> [Problem to work on]:
Show each line of the data below that contains the string "with", copied in full.

[start of Excerpted data]

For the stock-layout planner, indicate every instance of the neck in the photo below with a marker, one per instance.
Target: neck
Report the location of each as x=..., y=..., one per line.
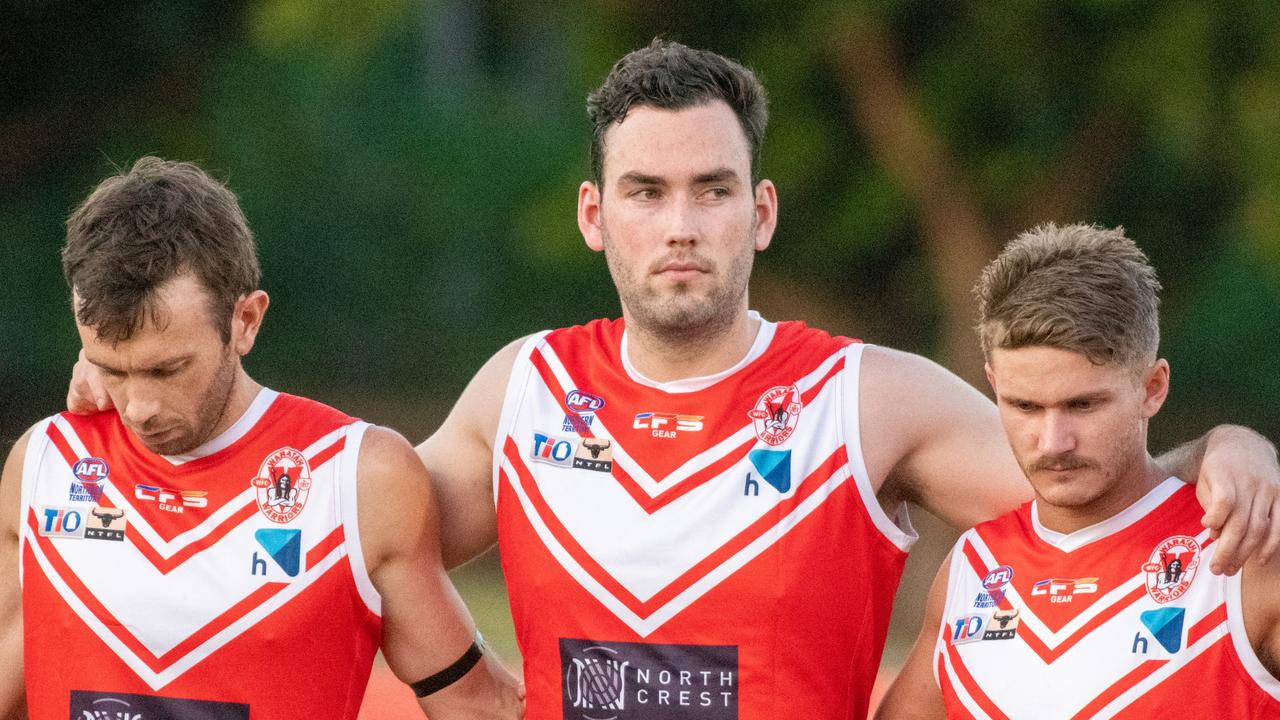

[end of Excerpted data]
[start of Excerpted data]

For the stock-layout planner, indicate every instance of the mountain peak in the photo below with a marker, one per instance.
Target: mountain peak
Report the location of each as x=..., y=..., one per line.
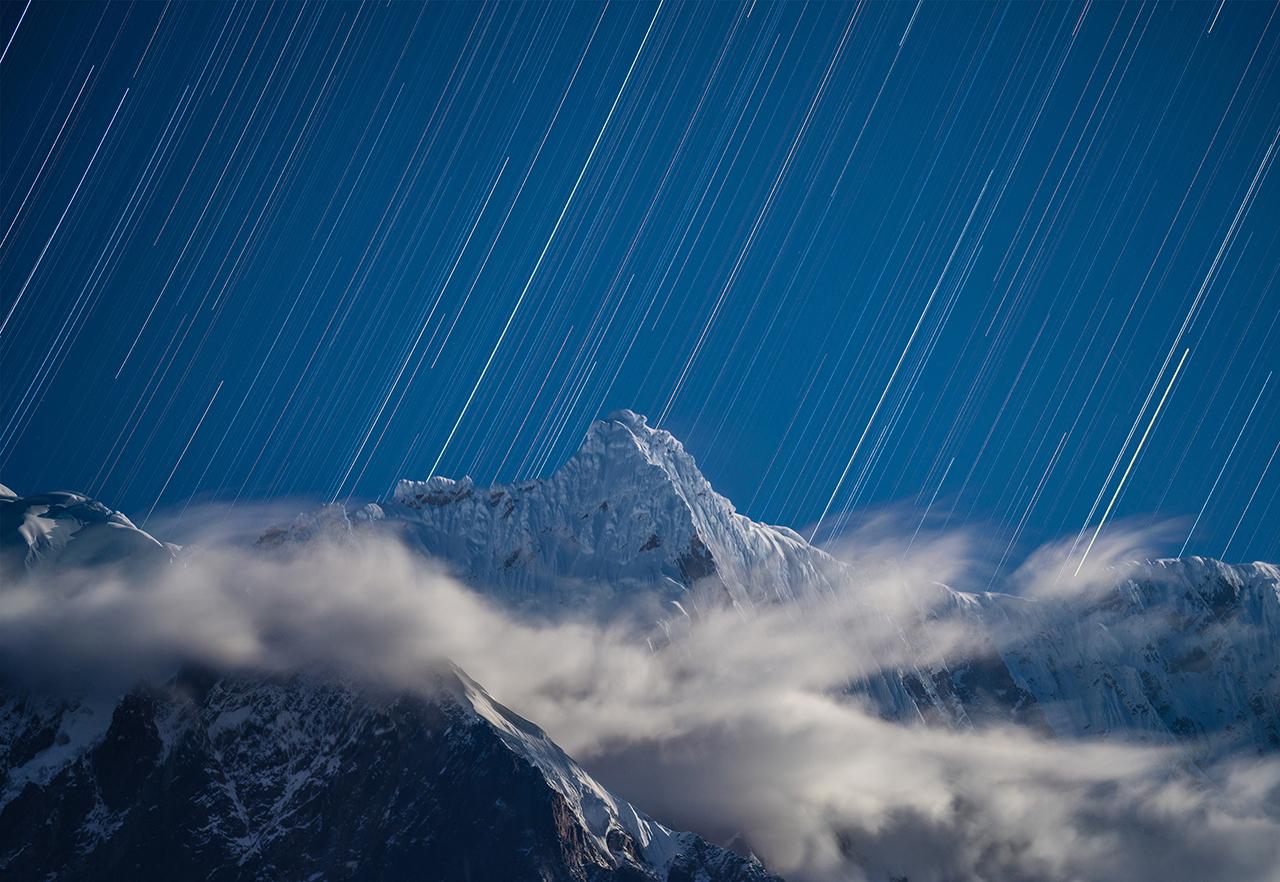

[end of Excerpted data]

> [Response for this exercise]:
For the stock-layout planner, indicate every instance of the neck in the photo below with a marker, one per instance.
For the stock-layout planner, indicate every instance of the mountain peak in the photo below with a marker, one per instance.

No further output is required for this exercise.